* _EXERCISE DESCRIPTION_
Repeat the listing word for word. No pictures belong in the copy.

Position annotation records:

▼

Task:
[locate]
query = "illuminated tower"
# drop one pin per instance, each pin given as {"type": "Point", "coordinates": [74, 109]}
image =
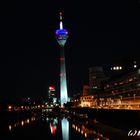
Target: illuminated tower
{"type": "Point", "coordinates": [62, 35]}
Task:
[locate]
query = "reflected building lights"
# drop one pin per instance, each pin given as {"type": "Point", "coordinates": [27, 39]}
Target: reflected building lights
{"type": "Point", "coordinates": [65, 129]}
{"type": "Point", "coordinates": [21, 123]}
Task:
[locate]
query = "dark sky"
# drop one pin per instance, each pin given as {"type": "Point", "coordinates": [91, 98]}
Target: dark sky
{"type": "Point", "coordinates": [99, 31]}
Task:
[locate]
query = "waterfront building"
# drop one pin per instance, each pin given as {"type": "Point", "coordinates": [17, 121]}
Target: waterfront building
{"type": "Point", "coordinates": [124, 89]}
{"type": "Point", "coordinates": [87, 101]}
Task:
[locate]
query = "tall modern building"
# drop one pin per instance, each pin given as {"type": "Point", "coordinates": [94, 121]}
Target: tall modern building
{"type": "Point", "coordinates": [62, 35]}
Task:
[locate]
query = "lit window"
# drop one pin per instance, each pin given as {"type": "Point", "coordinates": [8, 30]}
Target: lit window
{"type": "Point", "coordinates": [135, 66]}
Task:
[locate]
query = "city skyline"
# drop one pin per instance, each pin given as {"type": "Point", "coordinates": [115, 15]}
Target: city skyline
{"type": "Point", "coordinates": [99, 33]}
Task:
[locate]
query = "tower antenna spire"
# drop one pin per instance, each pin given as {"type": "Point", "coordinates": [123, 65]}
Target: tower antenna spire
{"type": "Point", "coordinates": [61, 23]}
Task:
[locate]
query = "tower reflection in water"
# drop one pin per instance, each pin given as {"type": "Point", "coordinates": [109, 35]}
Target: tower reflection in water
{"type": "Point", "coordinates": [53, 126]}
{"type": "Point", "coordinates": [65, 129]}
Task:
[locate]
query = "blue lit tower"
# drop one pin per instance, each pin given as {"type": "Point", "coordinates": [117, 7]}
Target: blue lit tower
{"type": "Point", "coordinates": [62, 35]}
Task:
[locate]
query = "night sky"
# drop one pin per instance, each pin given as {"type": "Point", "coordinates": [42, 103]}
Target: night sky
{"type": "Point", "coordinates": [99, 31]}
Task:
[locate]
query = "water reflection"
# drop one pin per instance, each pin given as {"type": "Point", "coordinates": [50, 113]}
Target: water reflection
{"type": "Point", "coordinates": [88, 133]}
{"type": "Point", "coordinates": [21, 123]}
{"type": "Point", "coordinates": [65, 129]}
{"type": "Point", "coordinates": [53, 126]}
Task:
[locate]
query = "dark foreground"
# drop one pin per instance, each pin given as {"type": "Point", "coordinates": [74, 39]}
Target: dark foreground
{"type": "Point", "coordinates": [55, 125]}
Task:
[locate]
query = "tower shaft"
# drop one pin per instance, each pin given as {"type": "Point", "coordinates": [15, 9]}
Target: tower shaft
{"type": "Point", "coordinates": [63, 80]}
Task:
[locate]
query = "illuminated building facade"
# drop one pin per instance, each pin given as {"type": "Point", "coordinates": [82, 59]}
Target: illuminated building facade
{"type": "Point", "coordinates": [65, 129]}
{"type": "Point", "coordinates": [62, 35]}
{"type": "Point", "coordinates": [87, 101]}
{"type": "Point", "coordinates": [52, 94]}
{"type": "Point", "coordinates": [124, 89]}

▲

* _RIGHT ANSWER_
Task:
[locate]
query = "illuminated tower"
# drop one pin per instance, each pin given as {"type": "Point", "coordinates": [74, 109]}
image =
Target: illuminated tower
{"type": "Point", "coordinates": [62, 35]}
Task:
[locate]
query = "reflected building lights"
# drop one pin per instance, each pin given as {"type": "Point", "coordinates": [27, 39]}
Target: reflected building lights
{"type": "Point", "coordinates": [65, 129]}
{"type": "Point", "coordinates": [21, 123]}
Task:
[locate]
query = "dark sky"
# drop one pin per instance, each pin given as {"type": "Point", "coordinates": [91, 98]}
Target: dark sky
{"type": "Point", "coordinates": [99, 31]}
Task:
[locate]
query = "waterfront building"
# drop one pin per instance, each pin given as {"type": "Point", "coordinates": [17, 121]}
Target: waterfront building
{"type": "Point", "coordinates": [124, 89]}
{"type": "Point", "coordinates": [87, 101]}
Task:
[locate]
query = "tall modern building"
# drop one pin per instance, each pin given as {"type": "Point", "coordinates": [94, 121]}
Target: tall modern building
{"type": "Point", "coordinates": [62, 35]}
Task:
[locate]
query = "lit window"
# drop one pin per instance, each pin given as {"type": "Point", "coordinates": [8, 30]}
Target: lit window
{"type": "Point", "coordinates": [135, 66]}
Task:
[locate]
query = "city skyline"
# drop one pin per instance, each pin given as {"type": "Point", "coordinates": [115, 15]}
Target: city skyline
{"type": "Point", "coordinates": [99, 33]}
Task:
[locate]
query = "tower antenna spire"
# drop one pin per instance, each pin given as {"type": "Point", "coordinates": [123, 65]}
Target: tower antenna spire
{"type": "Point", "coordinates": [61, 23]}
Task:
[locate]
query = "tower reflection in water"
# drop one pin per instance, each pin given as {"type": "Point", "coordinates": [109, 35]}
Target: tower reflection in water
{"type": "Point", "coordinates": [53, 126]}
{"type": "Point", "coordinates": [65, 129]}
Task:
[locate]
query = "blue lit tower"
# drop one pin per instance, each pin given as {"type": "Point", "coordinates": [117, 7]}
Target: blue lit tower
{"type": "Point", "coordinates": [62, 35]}
Task:
[locate]
query = "night sky"
# drop one pin per instance, each pin given as {"type": "Point", "coordinates": [42, 103]}
Target: night sky
{"type": "Point", "coordinates": [99, 31]}
Task:
[locate]
query = "water reflection"
# drop one pin per instance, each pin given as {"type": "Point", "coordinates": [50, 113]}
Target: water reflection
{"type": "Point", "coordinates": [88, 133]}
{"type": "Point", "coordinates": [21, 123]}
{"type": "Point", "coordinates": [65, 129]}
{"type": "Point", "coordinates": [53, 126]}
Task:
[locate]
query = "dark foreground"
# drop one pin per instance, each pin given as {"type": "Point", "coordinates": [74, 39]}
Target: dark foreground
{"type": "Point", "coordinates": [55, 125]}
Task:
[locate]
query = "tower shaft"
# drop one pin per instance, each pin given as {"type": "Point", "coordinates": [15, 9]}
Target: tower shaft
{"type": "Point", "coordinates": [63, 80]}
Task:
[locate]
query = "illuminated building facade"
# drop one pin per instance, each pin given as {"type": "Point", "coordinates": [82, 59]}
Target: illuminated building facade
{"type": "Point", "coordinates": [65, 129]}
{"type": "Point", "coordinates": [62, 35]}
{"type": "Point", "coordinates": [87, 101]}
{"type": "Point", "coordinates": [52, 94]}
{"type": "Point", "coordinates": [124, 89]}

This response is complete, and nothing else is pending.